→ Exercise input
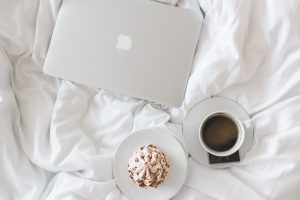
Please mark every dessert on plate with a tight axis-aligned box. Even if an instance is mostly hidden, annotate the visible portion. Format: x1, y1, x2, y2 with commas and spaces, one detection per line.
128, 144, 170, 188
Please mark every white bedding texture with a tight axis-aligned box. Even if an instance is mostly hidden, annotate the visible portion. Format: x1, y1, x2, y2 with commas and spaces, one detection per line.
0, 0, 300, 199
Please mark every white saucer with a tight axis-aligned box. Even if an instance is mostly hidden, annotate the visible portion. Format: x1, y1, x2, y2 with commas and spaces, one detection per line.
113, 128, 187, 200
183, 97, 254, 168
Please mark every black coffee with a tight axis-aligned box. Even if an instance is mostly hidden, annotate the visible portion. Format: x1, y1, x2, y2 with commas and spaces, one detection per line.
202, 114, 238, 152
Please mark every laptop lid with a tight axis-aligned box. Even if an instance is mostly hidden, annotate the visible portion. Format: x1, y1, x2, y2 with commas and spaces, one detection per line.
43, 0, 202, 107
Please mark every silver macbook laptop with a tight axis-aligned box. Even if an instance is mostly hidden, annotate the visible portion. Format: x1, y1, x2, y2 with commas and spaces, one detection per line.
43, 0, 202, 107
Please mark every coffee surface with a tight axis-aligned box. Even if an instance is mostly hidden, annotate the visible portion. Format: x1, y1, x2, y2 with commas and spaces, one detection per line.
202, 115, 238, 152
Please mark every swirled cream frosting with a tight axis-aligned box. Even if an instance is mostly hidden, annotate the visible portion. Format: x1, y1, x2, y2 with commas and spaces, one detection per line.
128, 144, 170, 188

→ Problem to solve
Transcribe the records above exactly, leaving out every picture.

→ Solution for this task
Please mark every dessert on plate with a tight axis-aligned box. Even if an instance is mostly hidden, annotate the visible portion. Format: x1, y1, x2, y2 with commas and spaces, one detection per line.
128, 144, 170, 188
Please mark every white bedding texture with a tight axis-aligned box. Even if an instance is mostly hidden, annotate the visible portion. Format: x1, y1, x2, y2 with commas and spaces, one detection per line.
0, 0, 300, 199
Please mark every white saucer with a tight axis-aligned box. Even if an instance is mostly hidden, annotate the visible portion. Format: x1, y1, x2, y2 with commas and spaces, one detection per line.
113, 128, 187, 200
183, 97, 254, 168
Please mark every black coffee with a tight axis-aligned box. Even if an instance is mostly hidden, annotate the visible portion. Format: x1, y1, x2, y2 with commas and spaces, one detection per line.
202, 114, 238, 152
Please mark every laptop lid with a tight axis-aligned box. Even if an instance is mostly hidden, annotate the visible portion. Format: x1, y1, x2, y2 with commas and spaces, one detection per line.
43, 0, 202, 107
Please mark every silver macbook laptop with a tight axis-aligned box. Even if an instance is mostly hidden, annotate the visible portion. Format: x1, y1, x2, y2 with commas and spaces, one detection per line.
43, 0, 202, 107
Please mark every coffee surface with a tight axis-aligned box. Even if an instance is mostly hidden, annotate the visible portion. Format: x1, y1, x2, y2 with commas and spaces, one detection per line.
202, 115, 238, 152
Please mark every swirled cream frosting with a tight axis-aligned box. Even if an instance is mostly hidden, annotate the visible portion. Format: x1, y1, x2, y2 with commas and spaces, one detection per line.
128, 144, 170, 188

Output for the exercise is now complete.